[Provided material Boundary: Start]

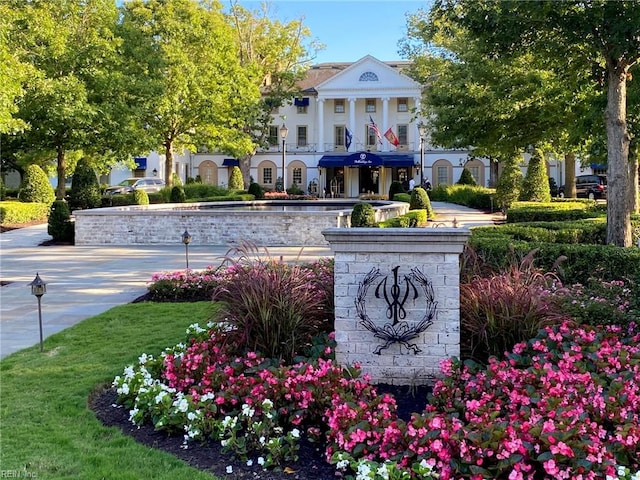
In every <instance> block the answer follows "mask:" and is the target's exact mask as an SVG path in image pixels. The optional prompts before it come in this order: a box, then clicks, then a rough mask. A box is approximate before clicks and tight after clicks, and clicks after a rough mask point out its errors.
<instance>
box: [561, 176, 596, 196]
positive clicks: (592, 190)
mask: <svg viewBox="0 0 640 480" xmlns="http://www.w3.org/2000/svg"><path fill="white" fill-rule="evenodd" d="M558 196H559V197H561V198H564V185H562V186H561V187H560V188H559V189H558ZM576 196H577V197H584V198H589V199H591V200H596V199H599V198H607V177H605V176H604V175H578V176H577V177H576Z"/></svg>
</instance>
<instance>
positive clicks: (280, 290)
mask: <svg viewBox="0 0 640 480" xmlns="http://www.w3.org/2000/svg"><path fill="white" fill-rule="evenodd" d="M240 251H241V255H240V257H237V256H236V255H233V256H232V257H231V256H230V257H228V258H227V260H228V264H229V265H231V266H232V268H233V272H234V278H233V281H230V282H227V283H226V284H225V285H224V286H222V287H220V288H217V289H216V290H215V291H214V294H213V297H212V298H213V300H214V301H221V302H223V305H222V306H221V308H220V310H219V312H218V316H217V318H219V319H220V320H221V321H224V322H228V323H229V324H230V325H231V326H232V327H233V329H232V330H230V334H231V336H232V338H231V340H230V341H231V342H232V344H233V345H236V346H237V347H238V348H239V349H240V350H241V351H247V352H258V353H260V354H262V355H264V356H265V357H267V358H272V359H279V360H282V361H284V362H285V363H287V364H291V363H292V361H293V359H294V358H295V357H296V355H298V354H300V353H301V352H302V351H303V349H305V348H307V347H309V346H311V345H312V339H313V338H314V337H316V336H317V335H318V334H319V333H322V332H325V333H330V332H331V331H333V312H329V311H328V310H327V309H326V306H327V305H328V303H327V297H328V296H329V295H331V296H333V289H332V288H331V289H329V290H327V285H326V281H320V282H310V281H309V276H310V275H309V271H308V269H307V268H304V267H303V266H301V265H293V266H292V265H289V264H286V263H283V262H276V261H273V260H271V259H263V258H262V259H253V258H250V257H249V256H245V252H243V251H242V249H241V250H240ZM331 302H332V301H331ZM331 304H332V303H331Z"/></svg>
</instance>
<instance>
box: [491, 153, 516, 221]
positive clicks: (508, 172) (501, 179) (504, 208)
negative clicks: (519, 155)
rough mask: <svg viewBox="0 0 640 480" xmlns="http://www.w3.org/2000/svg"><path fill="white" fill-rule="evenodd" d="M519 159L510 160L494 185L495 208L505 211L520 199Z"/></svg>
mask: <svg viewBox="0 0 640 480" xmlns="http://www.w3.org/2000/svg"><path fill="white" fill-rule="evenodd" d="M519 162H520V160H519V158H513V159H510V160H509V161H508V162H507V164H506V166H505V168H504V170H503V171H502V175H500V178H499V179H498V184H497V185H496V196H495V200H496V206H497V207H498V208H500V209H506V208H509V207H510V206H511V204H512V203H513V202H515V201H516V200H518V198H519V197H520V189H521V187H522V171H520V164H519Z"/></svg>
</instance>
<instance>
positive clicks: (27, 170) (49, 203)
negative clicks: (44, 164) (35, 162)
mask: <svg viewBox="0 0 640 480" xmlns="http://www.w3.org/2000/svg"><path fill="white" fill-rule="evenodd" d="M55 198H56V194H55V192H54V190H53V187H52V186H51V183H50V182H49V178H48V177H47V174H46V173H44V170H42V168H40V167H39V166H38V165H29V166H28V167H27V169H26V170H25V172H24V176H23V177H22V183H21V184H20V191H19V193H18V200H20V201H21V202H30V203H46V204H47V208H48V205H51V203H53V201H54V200H55Z"/></svg>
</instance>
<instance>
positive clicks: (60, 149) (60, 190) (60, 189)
mask: <svg viewBox="0 0 640 480" xmlns="http://www.w3.org/2000/svg"><path fill="white" fill-rule="evenodd" d="M56 152H57V157H58V186H57V187H56V200H64V197H65V196H66V194H67V192H66V190H65V183H66V181H67V161H66V158H65V155H64V148H63V147H61V146H60V145H58V146H57V147H56Z"/></svg>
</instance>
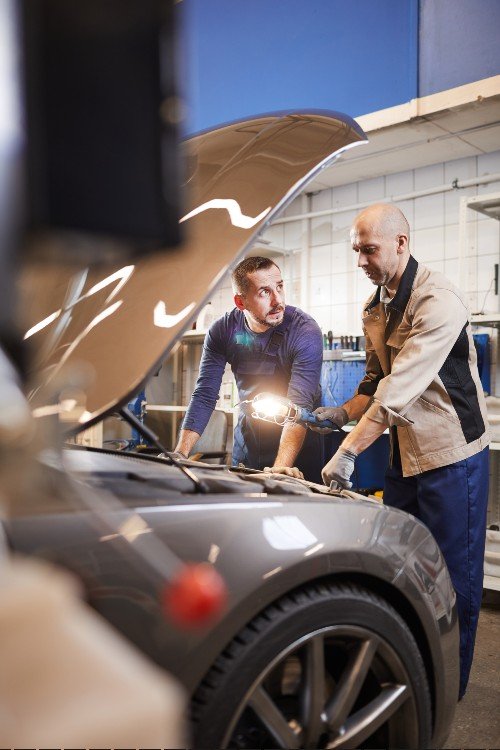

[Provided material Boundary: End]

▶ Problem description: Write out the data above exactly, minus any images.

▶ Final answer:
In every <instance> block the answer follows "mask:" and is the target's exact mask as an SVG path in image pixels. The optional prompts before it come in this order: a box, then clicks, then a rough mask. A box is approximate before clicks and tight after clicks, and clicks after a rough mask point out its errors.
<instance>
box: [561, 176, 596, 196]
positive clicks: (592, 190)
mask: <svg viewBox="0 0 640 480" xmlns="http://www.w3.org/2000/svg"><path fill="white" fill-rule="evenodd" d="M558 196H559V197H561V198H564V185H562V186H561V187H560V188H559V189H558ZM576 196H577V197H584V198H589V199H591V200H596V199H599V198H607V177H605V176H604V175H578V176H577V177H576Z"/></svg>
</instance>
<instance>
positive clicks: (280, 290)
mask: <svg viewBox="0 0 640 480" xmlns="http://www.w3.org/2000/svg"><path fill="white" fill-rule="evenodd" d="M240 251H241V255H240V257H237V256H236V255H233V256H232V257H231V256H230V257H228V258H227V260H228V264H229V265H231V266H232V268H233V272H234V278H233V281H230V282H227V283H226V284H225V285H224V286H222V287H220V288H217V289H216V290H215V291H214V294H213V297H212V298H213V300H214V301H221V302H223V305H222V306H221V308H220V310H219V312H218V316H217V318H219V319H220V320H221V321H224V322H228V323H229V324H230V325H231V326H232V327H233V329H232V330H230V334H231V336H232V338H231V340H230V341H231V342H232V344H233V345H236V346H237V347H238V348H239V349H240V350H241V351H247V352H258V353H260V354H262V355H264V356H265V357H267V358H272V359H279V360H282V361H284V362H285V363H287V364H291V363H292V361H293V359H294V358H295V357H296V355H298V354H300V353H301V352H302V351H303V349H305V348H307V347H309V346H311V345H312V339H313V338H314V337H316V336H317V335H318V334H319V333H322V332H325V333H330V332H331V331H333V312H329V311H328V310H327V309H326V306H327V305H328V303H327V297H328V296H329V295H331V296H333V289H332V288H331V289H329V290H327V285H326V281H320V282H310V281H309V276H310V275H309V271H308V269H307V268H304V267H303V266H301V265H293V266H292V265H289V264H286V263H283V262H276V261H273V260H271V259H263V258H262V259H253V258H250V257H249V256H245V252H243V251H242V249H241V250H240ZM331 302H332V301H331ZM331 304H332V303H331Z"/></svg>
</instance>
<instance>
box: [491, 153, 516, 221]
positive clicks: (508, 172) (501, 179) (504, 208)
negative clicks: (519, 155)
rough mask: <svg viewBox="0 0 640 480" xmlns="http://www.w3.org/2000/svg"><path fill="white" fill-rule="evenodd" d="M519 159L510 160L494 185L495 208L505 211L520 199Z"/></svg>
mask: <svg viewBox="0 0 640 480" xmlns="http://www.w3.org/2000/svg"><path fill="white" fill-rule="evenodd" d="M519 162H520V160H519V158H513V159H510V160H509V161H508V162H507V164H506V166H505V168H504V170H503V171H502V175H500V178H499V179H498V184H497V185H496V196H495V200H496V206H497V207H498V208H500V209H506V208H509V207H510V206H511V204H512V203H513V202H515V201H516V200H518V198H519V197H520V189H521V187H522V171H520V164H519Z"/></svg>
</instance>
<instance>
positive clicks: (27, 170) (49, 203)
negative clicks: (44, 164) (35, 162)
mask: <svg viewBox="0 0 640 480" xmlns="http://www.w3.org/2000/svg"><path fill="white" fill-rule="evenodd" d="M55 198H56V194H55V192H54V190H53V187H52V186H51V183H50V182H49V178H48V177H47V174H46V173H44V170H42V168H40V167H39V166H38V165H29V166H28V167H27V169H26V170H25V172H24V176H23V177H22V183H21V184H20V191H19V193H18V200H20V201H21V202H30V203H46V204H47V208H48V205H51V203H53V201H54V200H55Z"/></svg>
</instance>
<instance>
positive clicks: (60, 149) (60, 190) (60, 189)
mask: <svg viewBox="0 0 640 480" xmlns="http://www.w3.org/2000/svg"><path fill="white" fill-rule="evenodd" d="M56 152H57V157H58V186H57V187H56V200H64V197H65V196H66V194H67V192H66V190H65V183H66V181H67V161H66V158H65V155H64V148H63V147H61V146H60V145H58V146H57V147H56Z"/></svg>
</instance>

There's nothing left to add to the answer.